_PASSAGE SHOWN:_
---
Digital images of the profoundly disturbing computer-smashing ceremony conducted by Rabbi Aaron Feinhandler have been viewed by countless thousands of Jews worldwide over the past few weeks.
Rabbi Feinhandler, who serves as the head of Yeshiva Machne Yisrael in Jerusalem, gathered a group of his students and delivered a short lecture about the evils of the Internet. He then proceeded to raise a laptop computer above his head, dash it to the ground, and he and his students took turns stomping on the laptop until it was totally destroyed.
The following day, Ezra Reichmann, a correspondent for the popular blog Vos Iz Neias, interviewed Rabbi Feinhandler to hear why he decided to publicize the computer-pulverizing event.
Rabbi Feinhandler said that he views the Internet as an existential threat to frum life and that “seventy percent of all youths who leave Yiddishkeit, do so because of the Internet or cell phones,” a figure he attributed to people who work with the at-risk youth population in Eretz Yisroel.
When asked if he has a computer in his yeshiva's office, he responded, “We have no computer in our yeshiva's office. How do we print letters? We send a handwritten letter to an office service by fax, and they return it printed, instead of by email. We pay them for the service. And we have plenty of office work; we have 75 bochurim in our yeshiva and 40 girls in our girls' division.”
He suggested that people reject jobs that require Internet use and said, “They need to work on the Internet for their parnossa? It's better to clean streets and dirty your body than to work on the Internet and dirty your soul.”
I see no need to comment on the ceremony itself other than to condemn it and the extremist and violent message it sends impressionable young people in the strongest of terms. We are not well served conducting ceremonies – especially in venues that will be spread worldwide in a matter of moments – that invoke images of book burnings and the like.
I would, however, like to address two core components of Rabbi Feinhandler’s message – that the Internet is the primary cause of our young people leaving Yiddishkeit, and its corollary, that sheltered folks unprepared for the overwhelming majority of decent jobs are more likely to remain frum.
Allow me to state the obvious; the Internet poses an enormous challenge for frum families looking to raise their sons and daughters in a Torah lifestyle. As such, parents have a sacred obligation to shield their children from the horribly destructive components of the Internet and postpone to the greatest extent possible their children’s are exposure to the Internet’s negative content.
---
_INFORMATION SUPPLIED:_
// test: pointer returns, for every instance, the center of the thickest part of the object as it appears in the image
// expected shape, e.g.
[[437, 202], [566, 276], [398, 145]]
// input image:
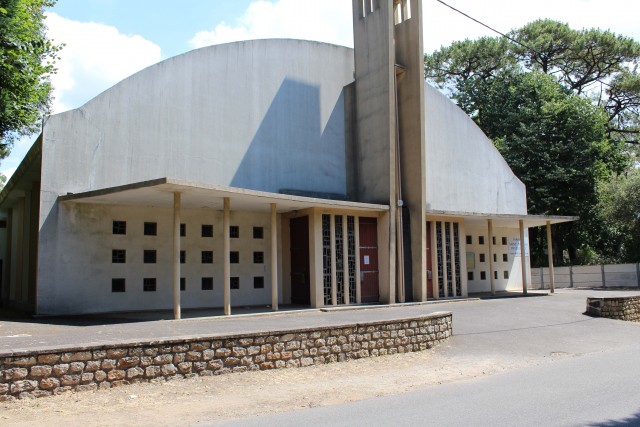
---
_DIRECTION 1:_ Summarize the article about the laptop-smashing ceremony in two sentences.
_DIRECTION 2:_ Translate this sentence from the laptop-smashing article into Spanish: "The following day, Ezra Reichmann, a correspondent for the popular blog Vos Iz Neias, interviewed Rabbi Feinhandler to hear why he decided to publicize the computer-pulverizing event."
_DIRECTION 3:_ According to the laptop-smashing article, how does Rabbi Feinhandler's yeshiva get its letters printed without an office computer?
Base every answer on the text alone, not on the lines.

_TASK RESULT 1:_ Rabbi Aaron Feinhandler, head of Yeshiva Machne Yisrael in Jerusalem, lectured his students on the evils of the Internet and then destroyed a laptop with them, later telling a Vos Iz Neias correspondent that he sees the Internet as an existential threat to frum life. The writer condemns the ceremony as extremist and violent but agrees that the Internet poses an enormous challenge for frum families, whose parents must shield their children from its destructive content.

_TASK RESULT 2:_ Al día siguiente, Ezra Reichmann, corresponsal del popular blog Vos Iz Neias, entrevistó al rabino Feinhandler para saber por qué decidió dar publicidad al acto en el que se pulverizó la computadora.

_TASK RESULT 3:_ It faxes handwritten letters to an office service, which returns them printed for a fee.